→ Page excerpt
=====

- Born: 31 May 1955 (age 71) New York, United States
- Education: Pratt Institute of Art
- Years active: 1992－

= Ben de Lisi =

American fashion designer

Ben de Lisi (born 31 May 1955) is an American-born fashion designer based in London. He is best known for his collections with high street store Debenhams, and as a mentor and judge on the television series Project Catwalk.

==Early life==
De Lisi was born in New York and grew up in Long Island. He moved in with his grandmother when studying sculpture at the Pratt Institute in Brooklyn. He became interested in fashion when his grandmother taught him how to sew and recreate a pair of trousers he could not afford to buy.

==Career==
De Lisi started designing his own menswear range in 1979, and he moved to London in the fashion industry in 1982. He started working with Debenhams in 1992.

De Lisi made his debut at the London Fashion Week in 1994, won the British Glamour Designer of the Year award in both 1994 and 1995. He went on to establish his own company in 1998, which had provided evening dresses for Kate Winslet (2002 Oscars red dress), Helena Bonham Carter and Anjelica Huston. In 2009, he closed his womenswear label as well his flagship London store to focus on his "BDL by Ben de Lisi" collection for Debenhams.

In 1997, de Lisi began designing a successful speciality occasion-wear diffusion line, BDL by Ben de Lisi, in conjunction with Debenhams. In 2009, the collaboration with Debenhams was extended to include a homeware collection based on his own house in Battersea. The collection has a logo based on his first French Bulldog, Ella. He subsequently asked to redesign the Principles range, which became the most successful launch Debenhams has ever made.

=====

Continue the Ben de Lisi article from its last sentence. The lines that come next are separate material and not part of the Ben de Lisi article.

=====

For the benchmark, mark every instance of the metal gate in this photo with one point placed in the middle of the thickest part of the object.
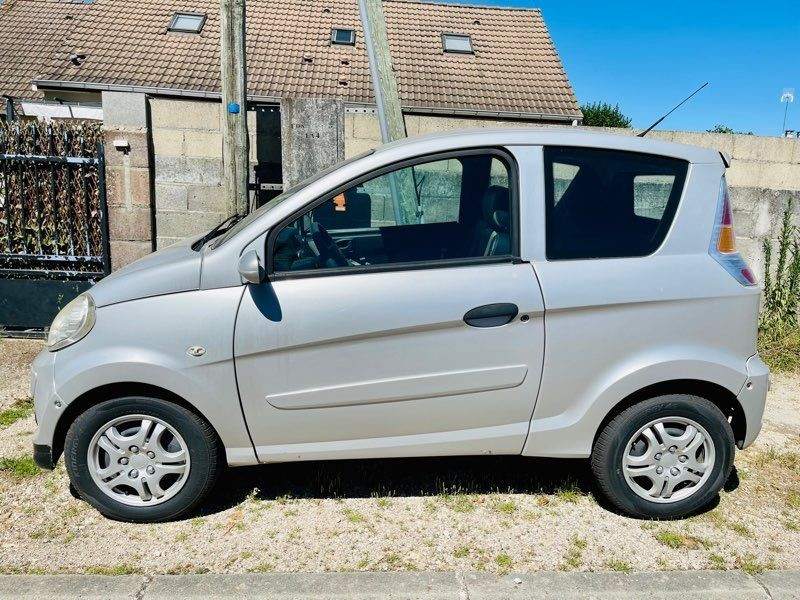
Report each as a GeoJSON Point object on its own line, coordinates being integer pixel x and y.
{"type": "Point", "coordinates": [53, 218]}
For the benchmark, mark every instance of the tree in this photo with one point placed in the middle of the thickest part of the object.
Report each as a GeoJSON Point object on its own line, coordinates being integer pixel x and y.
{"type": "Point", "coordinates": [725, 129]}
{"type": "Point", "coordinates": [602, 114]}
{"type": "Point", "coordinates": [720, 129]}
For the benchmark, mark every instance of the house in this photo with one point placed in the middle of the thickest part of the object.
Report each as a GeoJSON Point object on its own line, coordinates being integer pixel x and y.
{"type": "Point", "coordinates": [151, 67]}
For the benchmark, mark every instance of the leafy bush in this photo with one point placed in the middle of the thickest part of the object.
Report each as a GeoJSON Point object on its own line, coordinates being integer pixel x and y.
{"type": "Point", "coordinates": [781, 288]}
{"type": "Point", "coordinates": [779, 333]}
{"type": "Point", "coordinates": [602, 114]}
{"type": "Point", "coordinates": [725, 129]}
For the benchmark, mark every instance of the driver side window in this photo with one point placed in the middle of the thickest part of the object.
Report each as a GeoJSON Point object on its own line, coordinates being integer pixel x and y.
{"type": "Point", "coordinates": [451, 208]}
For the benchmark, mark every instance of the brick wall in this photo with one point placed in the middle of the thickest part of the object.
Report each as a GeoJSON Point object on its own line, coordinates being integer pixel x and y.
{"type": "Point", "coordinates": [127, 177]}
{"type": "Point", "coordinates": [187, 145]}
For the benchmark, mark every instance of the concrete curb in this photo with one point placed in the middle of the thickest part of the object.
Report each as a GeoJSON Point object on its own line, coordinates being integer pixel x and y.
{"type": "Point", "coordinates": [429, 586]}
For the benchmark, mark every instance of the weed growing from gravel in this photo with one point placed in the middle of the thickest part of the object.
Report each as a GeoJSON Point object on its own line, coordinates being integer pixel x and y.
{"type": "Point", "coordinates": [751, 565]}
{"type": "Point", "coordinates": [503, 562]}
{"type": "Point", "coordinates": [569, 493]}
{"type": "Point", "coordinates": [619, 565]}
{"type": "Point", "coordinates": [20, 467]}
{"type": "Point", "coordinates": [741, 529]}
{"type": "Point", "coordinates": [21, 409]}
{"type": "Point", "coordinates": [716, 562]}
{"type": "Point", "coordinates": [507, 507]}
{"type": "Point", "coordinates": [354, 517]}
{"type": "Point", "coordinates": [574, 556]}
{"type": "Point", "coordinates": [673, 539]}
{"type": "Point", "coordinates": [458, 502]}
{"type": "Point", "coordinates": [115, 570]}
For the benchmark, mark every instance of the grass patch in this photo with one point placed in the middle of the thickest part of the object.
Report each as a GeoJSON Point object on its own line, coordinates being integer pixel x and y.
{"type": "Point", "coordinates": [716, 562]}
{"type": "Point", "coordinates": [20, 467]}
{"type": "Point", "coordinates": [752, 566]}
{"type": "Point", "coordinates": [741, 529]}
{"type": "Point", "coordinates": [507, 507]}
{"type": "Point", "coordinates": [458, 502]}
{"type": "Point", "coordinates": [619, 565]}
{"type": "Point", "coordinates": [673, 539]}
{"type": "Point", "coordinates": [569, 493]}
{"type": "Point", "coordinates": [503, 562]}
{"type": "Point", "coordinates": [780, 348]}
{"type": "Point", "coordinates": [787, 460]}
{"type": "Point", "coordinates": [115, 570]}
{"type": "Point", "coordinates": [354, 517]}
{"type": "Point", "coordinates": [21, 409]}
{"type": "Point", "coordinates": [574, 556]}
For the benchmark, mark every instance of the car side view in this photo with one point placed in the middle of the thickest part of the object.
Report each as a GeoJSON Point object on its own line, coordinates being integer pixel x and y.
{"type": "Point", "coordinates": [543, 292]}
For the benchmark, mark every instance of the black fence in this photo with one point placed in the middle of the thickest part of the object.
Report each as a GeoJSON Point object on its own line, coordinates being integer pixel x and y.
{"type": "Point", "coordinates": [53, 217]}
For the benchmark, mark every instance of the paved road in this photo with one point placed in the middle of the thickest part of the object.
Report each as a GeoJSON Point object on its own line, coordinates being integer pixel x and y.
{"type": "Point", "coordinates": [426, 586]}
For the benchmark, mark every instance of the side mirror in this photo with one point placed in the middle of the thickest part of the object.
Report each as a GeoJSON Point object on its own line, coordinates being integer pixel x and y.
{"type": "Point", "coordinates": [250, 267]}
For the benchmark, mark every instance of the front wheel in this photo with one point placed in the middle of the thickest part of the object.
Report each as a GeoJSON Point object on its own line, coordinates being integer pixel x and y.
{"type": "Point", "coordinates": [142, 459]}
{"type": "Point", "coordinates": [664, 458]}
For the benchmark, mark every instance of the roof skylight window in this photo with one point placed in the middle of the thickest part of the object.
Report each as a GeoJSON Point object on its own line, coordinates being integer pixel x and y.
{"type": "Point", "coordinates": [343, 37]}
{"type": "Point", "coordinates": [457, 43]}
{"type": "Point", "coordinates": [187, 22]}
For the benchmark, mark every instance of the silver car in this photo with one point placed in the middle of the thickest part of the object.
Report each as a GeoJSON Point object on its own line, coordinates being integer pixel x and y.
{"type": "Point", "coordinates": [543, 292]}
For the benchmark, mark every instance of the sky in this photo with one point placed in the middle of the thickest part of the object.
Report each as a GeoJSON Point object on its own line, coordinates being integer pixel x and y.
{"type": "Point", "coordinates": [647, 55]}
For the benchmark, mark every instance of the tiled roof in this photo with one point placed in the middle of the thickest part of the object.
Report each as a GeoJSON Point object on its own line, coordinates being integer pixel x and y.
{"type": "Point", "coordinates": [515, 67]}
{"type": "Point", "coordinates": [31, 31]}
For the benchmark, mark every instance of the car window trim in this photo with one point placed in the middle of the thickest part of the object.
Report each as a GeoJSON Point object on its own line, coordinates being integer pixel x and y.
{"type": "Point", "coordinates": [513, 188]}
{"type": "Point", "coordinates": [674, 202]}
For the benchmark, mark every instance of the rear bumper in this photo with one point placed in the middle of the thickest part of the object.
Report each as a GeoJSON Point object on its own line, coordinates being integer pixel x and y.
{"type": "Point", "coordinates": [753, 398]}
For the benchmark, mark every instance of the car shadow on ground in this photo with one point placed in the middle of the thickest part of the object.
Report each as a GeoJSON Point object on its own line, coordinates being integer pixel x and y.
{"type": "Point", "coordinates": [404, 477]}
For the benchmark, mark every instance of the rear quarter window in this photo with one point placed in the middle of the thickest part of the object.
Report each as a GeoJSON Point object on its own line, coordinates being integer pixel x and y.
{"type": "Point", "coordinates": [608, 203]}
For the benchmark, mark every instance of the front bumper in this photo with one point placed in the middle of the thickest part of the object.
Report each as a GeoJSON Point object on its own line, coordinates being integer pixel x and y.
{"type": "Point", "coordinates": [753, 398]}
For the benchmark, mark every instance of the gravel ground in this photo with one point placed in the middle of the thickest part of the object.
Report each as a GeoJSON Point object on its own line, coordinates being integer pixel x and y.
{"type": "Point", "coordinates": [16, 357]}
{"type": "Point", "coordinates": [495, 514]}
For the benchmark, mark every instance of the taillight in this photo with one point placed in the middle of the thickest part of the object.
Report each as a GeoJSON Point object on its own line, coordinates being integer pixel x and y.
{"type": "Point", "coordinates": [723, 241]}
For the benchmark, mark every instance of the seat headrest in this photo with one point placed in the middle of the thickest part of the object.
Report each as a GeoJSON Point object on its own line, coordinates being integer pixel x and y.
{"type": "Point", "coordinates": [500, 221]}
{"type": "Point", "coordinates": [495, 198]}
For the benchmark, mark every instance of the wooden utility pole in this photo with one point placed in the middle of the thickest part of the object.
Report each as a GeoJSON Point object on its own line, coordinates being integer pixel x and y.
{"type": "Point", "coordinates": [387, 101]}
{"type": "Point", "coordinates": [235, 146]}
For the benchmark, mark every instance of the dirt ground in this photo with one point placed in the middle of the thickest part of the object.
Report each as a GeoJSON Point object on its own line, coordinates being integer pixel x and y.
{"type": "Point", "coordinates": [496, 514]}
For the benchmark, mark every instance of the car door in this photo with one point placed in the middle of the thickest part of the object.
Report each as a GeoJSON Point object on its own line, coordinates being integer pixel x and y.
{"type": "Point", "coordinates": [437, 350]}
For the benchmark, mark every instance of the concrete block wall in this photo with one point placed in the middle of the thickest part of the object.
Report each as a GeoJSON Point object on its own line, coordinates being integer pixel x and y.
{"type": "Point", "coordinates": [764, 175]}
{"type": "Point", "coordinates": [187, 147]}
{"type": "Point", "coordinates": [127, 177]}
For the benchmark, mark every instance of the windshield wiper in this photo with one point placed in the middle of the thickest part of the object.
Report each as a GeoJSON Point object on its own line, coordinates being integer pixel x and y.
{"type": "Point", "coordinates": [218, 230]}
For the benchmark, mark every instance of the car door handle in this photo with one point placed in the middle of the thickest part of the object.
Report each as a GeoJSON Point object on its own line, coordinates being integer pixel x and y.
{"type": "Point", "coordinates": [491, 315]}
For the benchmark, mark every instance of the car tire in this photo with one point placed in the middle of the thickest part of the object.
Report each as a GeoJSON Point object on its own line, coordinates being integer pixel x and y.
{"type": "Point", "coordinates": [665, 472]}
{"type": "Point", "coordinates": [121, 451]}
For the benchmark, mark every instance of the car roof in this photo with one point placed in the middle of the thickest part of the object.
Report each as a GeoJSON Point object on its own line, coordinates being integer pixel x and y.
{"type": "Point", "coordinates": [547, 136]}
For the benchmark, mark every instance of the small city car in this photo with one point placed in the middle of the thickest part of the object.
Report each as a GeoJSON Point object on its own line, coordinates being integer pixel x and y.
{"type": "Point", "coordinates": [536, 292]}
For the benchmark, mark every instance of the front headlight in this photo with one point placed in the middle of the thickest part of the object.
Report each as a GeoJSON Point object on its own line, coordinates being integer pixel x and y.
{"type": "Point", "coordinates": [74, 321]}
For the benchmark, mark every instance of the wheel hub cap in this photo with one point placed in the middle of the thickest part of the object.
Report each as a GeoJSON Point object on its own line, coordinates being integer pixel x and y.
{"type": "Point", "coordinates": [138, 460]}
{"type": "Point", "coordinates": [668, 460]}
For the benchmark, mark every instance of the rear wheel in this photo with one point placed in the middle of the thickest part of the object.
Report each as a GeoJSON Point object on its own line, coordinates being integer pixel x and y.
{"type": "Point", "coordinates": [142, 459]}
{"type": "Point", "coordinates": [666, 457]}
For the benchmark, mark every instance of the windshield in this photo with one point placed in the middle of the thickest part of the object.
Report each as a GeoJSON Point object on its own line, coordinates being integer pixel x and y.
{"type": "Point", "coordinates": [264, 209]}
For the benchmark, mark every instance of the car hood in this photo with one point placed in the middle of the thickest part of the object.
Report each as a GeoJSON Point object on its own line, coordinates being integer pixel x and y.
{"type": "Point", "coordinates": [173, 269]}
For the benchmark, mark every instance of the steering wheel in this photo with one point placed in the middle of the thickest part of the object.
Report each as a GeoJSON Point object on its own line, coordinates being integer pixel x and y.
{"type": "Point", "coordinates": [325, 247]}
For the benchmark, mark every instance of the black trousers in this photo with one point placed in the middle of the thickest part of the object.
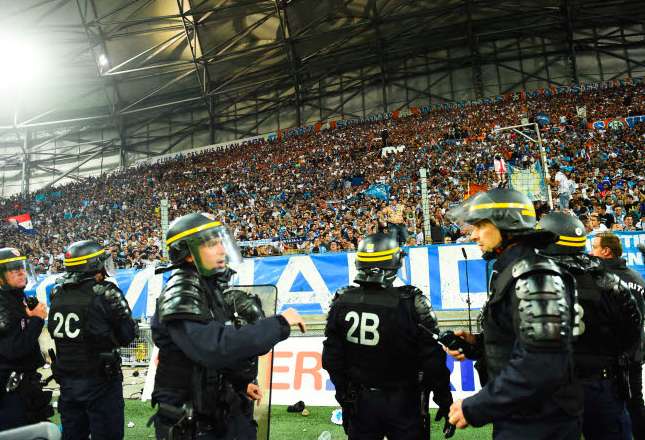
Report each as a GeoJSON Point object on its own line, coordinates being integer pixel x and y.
{"type": "Point", "coordinates": [395, 414]}
{"type": "Point", "coordinates": [563, 427]}
{"type": "Point", "coordinates": [240, 427]}
{"type": "Point", "coordinates": [12, 411]}
{"type": "Point", "coordinates": [92, 406]}
{"type": "Point", "coordinates": [635, 404]}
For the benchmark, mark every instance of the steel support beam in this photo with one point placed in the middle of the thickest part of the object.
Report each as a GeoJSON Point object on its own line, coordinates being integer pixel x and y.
{"type": "Point", "coordinates": [566, 9]}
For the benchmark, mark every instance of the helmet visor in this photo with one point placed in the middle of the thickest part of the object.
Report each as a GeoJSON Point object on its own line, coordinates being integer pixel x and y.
{"type": "Point", "coordinates": [17, 272]}
{"type": "Point", "coordinates": [214, 250]}
{"type": "Point", "coordinates": [109, 267]}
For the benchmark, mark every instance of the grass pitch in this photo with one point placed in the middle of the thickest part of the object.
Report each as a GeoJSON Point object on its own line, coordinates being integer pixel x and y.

=====

→ Exercise response
In 2010, de Lisi was approached by the Department of Health and offered an open agenda to pick any project he wanted to redesign. Instead of designing a bathroom as assumed, De Lisi helped the NHS to redesign their hospital gown.

==TV appearances==

He acted as a mentor to budding fashion designers in the British TV series Project Catwalk. He has also appeared on the UK television show Come Dine with Me. In 2010, de Lisi began to make regular appearances in the fashion slot on It Takes Two, the spin-off to the BBC One show Strictly Come Dancing.

==Personal life==

De Lisi lives in a Victorian cottage by the River Thames close to Battersea Bridge, which he used as the inspiration for his Debenhams homeware range. He has a long-term relationship with Gerardo Vidaurre.

Ben received an honorary doctorate from the University of Northampton, 14 July 2006. On 17 July 2009, de Lisi was conferred with an honorary degree by the Robert Gordon University, Aberdeen.